• [What you are asked to do]
Starting with the line that contains "the snowy valley" and continuing through the end of the records, write the lines out again with "component" switched to "module" and nothing else changed.

• [Listed entries]
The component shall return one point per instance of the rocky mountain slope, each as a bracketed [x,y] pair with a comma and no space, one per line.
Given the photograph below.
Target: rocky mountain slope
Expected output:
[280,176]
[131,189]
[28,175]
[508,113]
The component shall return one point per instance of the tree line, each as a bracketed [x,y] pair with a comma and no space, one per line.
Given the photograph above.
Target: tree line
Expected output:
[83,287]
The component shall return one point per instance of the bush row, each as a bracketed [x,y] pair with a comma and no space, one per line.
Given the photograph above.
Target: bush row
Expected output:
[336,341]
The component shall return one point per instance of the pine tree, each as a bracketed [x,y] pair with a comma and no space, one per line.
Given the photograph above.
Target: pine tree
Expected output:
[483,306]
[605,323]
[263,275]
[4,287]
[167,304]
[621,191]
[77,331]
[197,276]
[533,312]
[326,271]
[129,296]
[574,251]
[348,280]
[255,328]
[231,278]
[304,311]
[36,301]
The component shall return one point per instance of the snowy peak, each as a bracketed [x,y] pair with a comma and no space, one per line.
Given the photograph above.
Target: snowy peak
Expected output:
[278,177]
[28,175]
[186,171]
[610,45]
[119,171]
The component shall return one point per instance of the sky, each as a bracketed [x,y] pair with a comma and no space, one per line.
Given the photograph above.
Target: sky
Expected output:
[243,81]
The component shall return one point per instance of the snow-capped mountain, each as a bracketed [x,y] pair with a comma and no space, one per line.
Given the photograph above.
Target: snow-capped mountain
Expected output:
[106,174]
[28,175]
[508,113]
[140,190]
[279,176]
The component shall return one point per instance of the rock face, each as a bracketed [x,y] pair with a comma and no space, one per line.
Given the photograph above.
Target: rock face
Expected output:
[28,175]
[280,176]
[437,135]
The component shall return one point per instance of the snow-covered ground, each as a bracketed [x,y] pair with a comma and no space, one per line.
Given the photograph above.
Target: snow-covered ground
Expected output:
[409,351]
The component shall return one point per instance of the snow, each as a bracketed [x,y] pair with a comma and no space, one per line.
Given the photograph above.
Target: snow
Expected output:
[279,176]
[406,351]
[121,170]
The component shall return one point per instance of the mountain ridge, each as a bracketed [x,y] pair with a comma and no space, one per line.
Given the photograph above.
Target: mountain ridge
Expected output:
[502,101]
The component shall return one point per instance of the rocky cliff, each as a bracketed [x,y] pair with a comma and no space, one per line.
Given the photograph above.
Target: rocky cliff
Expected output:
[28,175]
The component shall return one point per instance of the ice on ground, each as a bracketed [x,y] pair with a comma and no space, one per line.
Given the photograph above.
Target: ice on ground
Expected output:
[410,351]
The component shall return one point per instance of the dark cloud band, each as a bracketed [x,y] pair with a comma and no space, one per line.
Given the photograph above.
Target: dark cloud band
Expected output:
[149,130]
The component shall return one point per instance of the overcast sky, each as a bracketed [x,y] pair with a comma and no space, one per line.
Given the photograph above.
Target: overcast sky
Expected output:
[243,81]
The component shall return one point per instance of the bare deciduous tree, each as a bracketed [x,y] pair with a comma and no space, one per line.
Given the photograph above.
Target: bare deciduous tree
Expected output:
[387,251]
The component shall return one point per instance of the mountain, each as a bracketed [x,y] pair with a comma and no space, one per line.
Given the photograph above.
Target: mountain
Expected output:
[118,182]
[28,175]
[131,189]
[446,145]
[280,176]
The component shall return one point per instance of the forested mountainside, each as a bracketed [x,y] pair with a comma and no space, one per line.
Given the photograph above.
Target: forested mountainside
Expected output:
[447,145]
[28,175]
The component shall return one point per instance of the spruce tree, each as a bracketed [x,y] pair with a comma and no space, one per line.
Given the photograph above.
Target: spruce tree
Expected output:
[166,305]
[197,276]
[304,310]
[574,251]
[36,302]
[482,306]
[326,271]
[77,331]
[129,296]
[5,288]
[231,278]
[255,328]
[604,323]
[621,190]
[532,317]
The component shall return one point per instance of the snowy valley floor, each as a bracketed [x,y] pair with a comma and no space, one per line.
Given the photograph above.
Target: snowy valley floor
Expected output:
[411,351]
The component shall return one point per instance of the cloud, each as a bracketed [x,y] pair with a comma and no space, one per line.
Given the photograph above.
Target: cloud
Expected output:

• [The completed task]
The module shall return one point per instance of the snowy valley floor, each as a bracketed [x,y] pair with a comma and no space, one per line.
Given the photograph above.
Target: snowy valley floor
Expected output:
[411,351]
The module shall return one point per instance of the cloud, each as a bracketed [x,y] pair with a comma and no space, one per line.
Given the photograph above.
Target: cloud
Expected output:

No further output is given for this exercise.